* Work request 1: In the court order on the motion to dismiss the counterclaim, under which statute does the court hold original jurisdiction over the plaintiff's claims?
* Work request 2: Continue the court order on the motion to dismiss the counterclaim from its last sentence.

* Source passage:

>>

United States District Court, D. Arizona
Apr 23, 2007
No. CV 06-02794-PHX-FJM (D. Ariz. Apr. 23, 2007)

Opinion

No. CV 06-02794-PHX-FJM.

April 23, 2007


ORDER


I.

The court has before it plaintiff/counterdefendant Khouri's ("plaintiff") "Motion to Dismiss Counterclaim" (doc. 8); defendants/counterclaimants Yuma Gastroenterology P.C., Esker, Sanghvi and Anireddy's ("defendants") "Opposition to Motion to Dismiss Counterclaim and Motion for Leave to Amend Counterclaim" (doc. 10) and "[Proposed] Amended Counterclaim" (attached as an exhibit to doc. 10); plaintiff's "(1) Reply in Support of Motion to Dismiss; (2) Opposition to Motion for Leave to Amend Counterclaim" (doc. 12). and defendants' "Reply in Further Support of Their Motion to Amend" (doc. 14). Plaintiff moves to dismiss pursuant to Rule 12(b)(1), Fed.R.Civ.P., arguing that we do not have supplemental jurisdiction over defendants' counterclaims. For the reasons stated below, we deny plaintiff's motion.

Although plaintiff moves to dismiss defendants' "counterclaim," defendants' answer alleges counterclaims of defamation and slander, breach of fiduciary duty and breach of contract. See Answer (doc. 5) at 9-11. For the sake of clarity, we note that this order addresses our ability to assert jurisdiction over each counterclaim.

Defendants alternatively seek leave to amend to assert independent jurisdictional bases. Because we conclude that we have supplemental jurisdiction over the counterclaims, we do not reach defendants' alternative argument, and deny the motion to amend on grounds of mootness.

II.

We have original jurisdiction over plaintiff's claims pursuant to 28 U.S.C. § 1332. If defendants' counterclaims are so related to plaintiff's claims "that they form part of the same case or controversy," we have supplemental jurisdiction over the counterclaims pursuant to 28 U.S.C. § 1367(a). Counterclaims that derive from the same "common nucleus of operative fact" as the original claims form part of the same case or controversy as the original claims. United Mine Workers v. Gibbs, 383 U.S. 715, 725, 86 S. Ct. 1130, 1138 (1966).

Plaintiff argues that we have supplemental jurisdiction under § 1367(a) if defendants' counterclaims are compulsory; that is, if they arise "out of the transaction or occurrence" that is the subject matter of plaintiff's claims. See Motion to Dismiss at 3 (quoting Fed.R.Civ.P. 13(a)). The Ninth Circuit applies the "logical relationship" test to determine whether a counterclaim is compulsory. In re Pinkstaff, 974 F.2d 113, 115 (9th Cir. 1992). A logical relationship exists between the counterclaim and the claim when "the same operative facts serve as the basis of both claims or the aggregate core of facts upon which the claim rests activates additional legal rights otherwise dormant in the defendant." Id. Also, claims have a logical relationship when "`the essential facts of the various claims are so logically connected that considerations of judicial economy and fairness dictate that all the issues be resolved in one lawsuit.'" Hydranautics v. FilmTec Corp., 70 F.3d 533, 536 (9th Cir. 1995) (quotation omitted).

<<

* Record excerpts:
>>

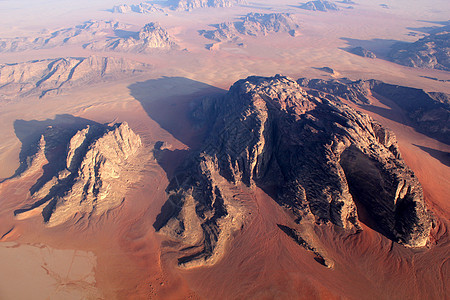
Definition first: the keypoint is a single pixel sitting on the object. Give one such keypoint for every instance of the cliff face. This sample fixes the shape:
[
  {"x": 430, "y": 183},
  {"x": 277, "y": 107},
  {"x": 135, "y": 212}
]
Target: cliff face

<<

* Task response 1: 28 U.S.C. § 1332.

* Task response 2:
The logical relationship test bears obvious similarity to the Section 1367(a) common nucleus inquiry. In fact, the First, Fifth, and Eleventh Circuits' compulsory counterclaim analyses have been described as "co-extensive" with Section 1367(a)'s accord of jurisdiction over claims arising from a common nucleus of operative fact. 3 James Wm. Moore et al., Moore's Federal Practice — Civil § 13.10. However, the Ninth Circuit's Rule 13(a) logical relationship test is more restrictive than other circuits' Rule 13(a) common nucleus of operative facts analyses.Id. Therefore, in determining whether we have supplemental jurisdiction over defendants' counterclaims, Rule 13(a) precedent is informative. However, to the extent that it is more restrictive than the analysis derived from Gibbs, 383 U.S. at 725, 86 S. Ct. at 1138, it is not controlling for purposes of determining whether we have Section 1367(a) jurisdiction.

III.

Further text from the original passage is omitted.